• [SUPPLIED ENTRIES]
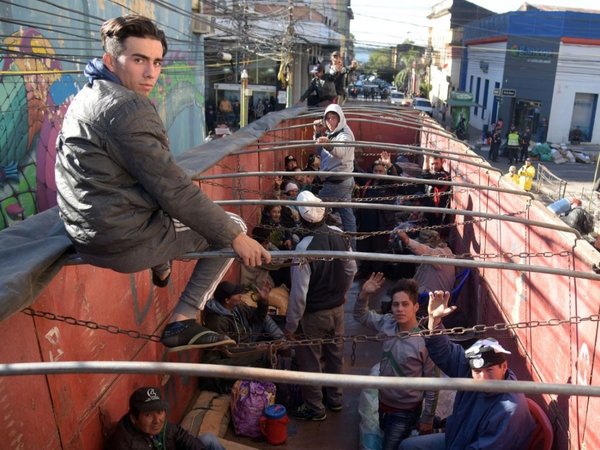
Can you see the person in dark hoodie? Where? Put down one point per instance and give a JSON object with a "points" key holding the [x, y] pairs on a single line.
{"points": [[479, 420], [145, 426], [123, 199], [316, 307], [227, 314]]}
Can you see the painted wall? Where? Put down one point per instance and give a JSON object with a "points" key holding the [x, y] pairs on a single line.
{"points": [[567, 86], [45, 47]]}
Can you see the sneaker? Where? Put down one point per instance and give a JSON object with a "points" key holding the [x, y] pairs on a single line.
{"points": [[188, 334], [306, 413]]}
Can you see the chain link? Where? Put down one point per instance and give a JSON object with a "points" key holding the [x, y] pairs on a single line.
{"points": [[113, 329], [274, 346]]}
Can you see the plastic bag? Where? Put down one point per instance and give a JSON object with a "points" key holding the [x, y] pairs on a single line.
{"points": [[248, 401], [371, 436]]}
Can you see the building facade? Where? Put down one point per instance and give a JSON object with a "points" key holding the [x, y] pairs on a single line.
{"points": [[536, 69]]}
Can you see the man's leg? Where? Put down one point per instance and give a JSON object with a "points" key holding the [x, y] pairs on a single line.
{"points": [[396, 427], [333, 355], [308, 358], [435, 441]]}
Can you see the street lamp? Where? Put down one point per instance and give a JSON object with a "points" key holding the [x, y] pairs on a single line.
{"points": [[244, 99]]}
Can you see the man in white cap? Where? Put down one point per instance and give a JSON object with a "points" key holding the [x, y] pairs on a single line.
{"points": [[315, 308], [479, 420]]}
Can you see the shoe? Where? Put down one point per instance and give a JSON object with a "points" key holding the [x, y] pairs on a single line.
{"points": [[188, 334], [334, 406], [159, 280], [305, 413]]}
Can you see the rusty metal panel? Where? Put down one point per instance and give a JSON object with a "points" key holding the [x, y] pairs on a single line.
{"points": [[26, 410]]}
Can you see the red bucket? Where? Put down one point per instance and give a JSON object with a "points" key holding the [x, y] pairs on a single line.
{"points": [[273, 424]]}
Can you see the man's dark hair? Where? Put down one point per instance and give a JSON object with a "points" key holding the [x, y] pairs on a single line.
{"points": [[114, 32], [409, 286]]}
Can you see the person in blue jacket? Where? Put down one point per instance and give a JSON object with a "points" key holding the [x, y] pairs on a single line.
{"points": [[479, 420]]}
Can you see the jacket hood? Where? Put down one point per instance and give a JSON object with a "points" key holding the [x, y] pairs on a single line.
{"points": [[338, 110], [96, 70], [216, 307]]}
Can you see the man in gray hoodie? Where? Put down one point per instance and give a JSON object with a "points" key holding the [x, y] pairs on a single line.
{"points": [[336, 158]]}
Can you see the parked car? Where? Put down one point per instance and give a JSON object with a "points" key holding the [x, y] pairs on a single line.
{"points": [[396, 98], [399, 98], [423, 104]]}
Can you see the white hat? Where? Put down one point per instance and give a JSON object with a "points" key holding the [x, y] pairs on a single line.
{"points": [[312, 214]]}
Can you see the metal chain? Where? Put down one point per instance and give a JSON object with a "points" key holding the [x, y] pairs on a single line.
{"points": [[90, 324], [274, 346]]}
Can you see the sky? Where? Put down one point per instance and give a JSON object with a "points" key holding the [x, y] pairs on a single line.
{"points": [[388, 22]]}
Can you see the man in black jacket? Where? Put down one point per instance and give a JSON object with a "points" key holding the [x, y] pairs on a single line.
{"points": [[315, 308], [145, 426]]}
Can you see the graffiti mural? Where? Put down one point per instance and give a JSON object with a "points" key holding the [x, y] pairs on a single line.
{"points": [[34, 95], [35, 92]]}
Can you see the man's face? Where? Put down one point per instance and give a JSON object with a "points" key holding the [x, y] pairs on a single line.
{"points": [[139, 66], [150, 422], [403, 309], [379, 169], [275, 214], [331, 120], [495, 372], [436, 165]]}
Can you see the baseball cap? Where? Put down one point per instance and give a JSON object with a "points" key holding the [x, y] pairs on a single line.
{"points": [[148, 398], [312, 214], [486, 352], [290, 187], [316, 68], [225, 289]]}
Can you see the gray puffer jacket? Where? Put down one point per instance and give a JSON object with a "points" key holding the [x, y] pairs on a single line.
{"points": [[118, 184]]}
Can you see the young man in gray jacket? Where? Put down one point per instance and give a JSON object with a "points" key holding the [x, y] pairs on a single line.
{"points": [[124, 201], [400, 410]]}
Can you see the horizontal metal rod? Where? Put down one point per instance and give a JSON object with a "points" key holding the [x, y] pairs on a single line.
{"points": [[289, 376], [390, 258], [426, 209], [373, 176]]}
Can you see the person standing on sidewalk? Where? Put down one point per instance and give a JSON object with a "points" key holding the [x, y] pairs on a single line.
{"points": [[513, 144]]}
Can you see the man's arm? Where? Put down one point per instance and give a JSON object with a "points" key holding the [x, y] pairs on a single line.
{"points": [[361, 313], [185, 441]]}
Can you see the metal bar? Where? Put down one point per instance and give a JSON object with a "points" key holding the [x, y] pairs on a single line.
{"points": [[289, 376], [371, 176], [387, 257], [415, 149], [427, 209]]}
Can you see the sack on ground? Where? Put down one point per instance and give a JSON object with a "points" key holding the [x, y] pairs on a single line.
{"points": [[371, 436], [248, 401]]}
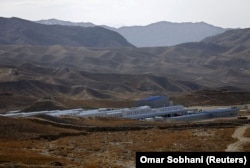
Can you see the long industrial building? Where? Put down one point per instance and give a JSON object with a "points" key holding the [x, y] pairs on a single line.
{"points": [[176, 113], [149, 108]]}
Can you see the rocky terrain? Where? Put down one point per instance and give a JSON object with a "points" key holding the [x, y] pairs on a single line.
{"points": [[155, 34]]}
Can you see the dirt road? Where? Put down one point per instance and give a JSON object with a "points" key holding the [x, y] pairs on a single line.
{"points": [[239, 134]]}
==
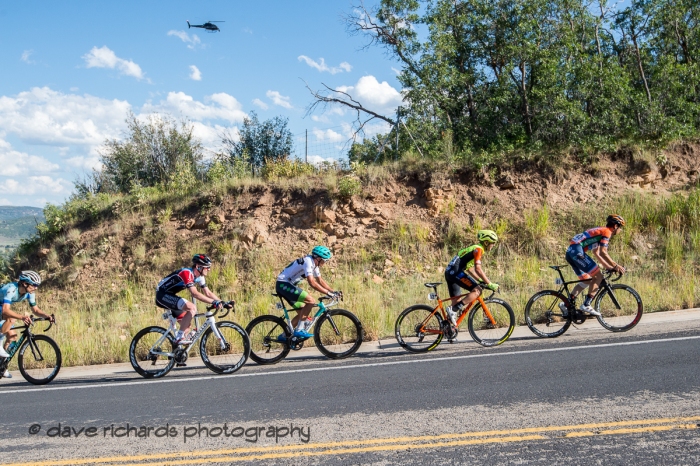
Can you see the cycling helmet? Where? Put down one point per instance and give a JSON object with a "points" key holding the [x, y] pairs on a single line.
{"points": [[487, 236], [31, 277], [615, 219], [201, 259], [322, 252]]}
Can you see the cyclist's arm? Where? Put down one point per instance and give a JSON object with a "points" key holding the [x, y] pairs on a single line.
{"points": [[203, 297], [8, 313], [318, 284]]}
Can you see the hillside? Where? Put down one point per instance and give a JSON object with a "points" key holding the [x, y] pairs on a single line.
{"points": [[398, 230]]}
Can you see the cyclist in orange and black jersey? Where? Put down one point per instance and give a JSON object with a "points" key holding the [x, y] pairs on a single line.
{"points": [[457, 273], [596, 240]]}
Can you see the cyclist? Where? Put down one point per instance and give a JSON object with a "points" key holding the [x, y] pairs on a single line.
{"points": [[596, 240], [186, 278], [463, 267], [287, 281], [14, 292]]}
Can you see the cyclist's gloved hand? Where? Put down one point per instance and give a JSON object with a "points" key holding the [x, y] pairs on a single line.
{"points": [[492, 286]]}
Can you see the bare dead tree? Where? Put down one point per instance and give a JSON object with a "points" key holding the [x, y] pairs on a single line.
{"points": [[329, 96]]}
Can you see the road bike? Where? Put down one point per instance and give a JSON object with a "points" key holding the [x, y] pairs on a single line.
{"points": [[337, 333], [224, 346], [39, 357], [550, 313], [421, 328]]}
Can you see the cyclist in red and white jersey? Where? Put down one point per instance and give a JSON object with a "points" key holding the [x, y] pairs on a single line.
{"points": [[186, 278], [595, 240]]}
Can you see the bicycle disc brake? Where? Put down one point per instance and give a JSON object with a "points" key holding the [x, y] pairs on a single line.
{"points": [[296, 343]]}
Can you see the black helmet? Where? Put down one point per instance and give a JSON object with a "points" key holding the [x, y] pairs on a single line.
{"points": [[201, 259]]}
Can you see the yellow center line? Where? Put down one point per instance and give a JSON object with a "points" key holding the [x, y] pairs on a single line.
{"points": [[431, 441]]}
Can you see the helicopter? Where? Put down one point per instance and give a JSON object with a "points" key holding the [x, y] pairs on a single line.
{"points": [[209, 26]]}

• [DIRECTIVE]
Gather every line above that contains the word "jersey", copying each one in full.

• [EXERCISE SOLUTION]
Can you see the cyclist in orange and black jersey? Where? Put down one point per instance and give a JSON object with a "points" key holding the [x, y] pairs on a single line.
Can you see the cyclist in red and white jersey? Where? Put down one point per instance and give a JSON object with a "points" key holding the [x, y] pairs on a single line.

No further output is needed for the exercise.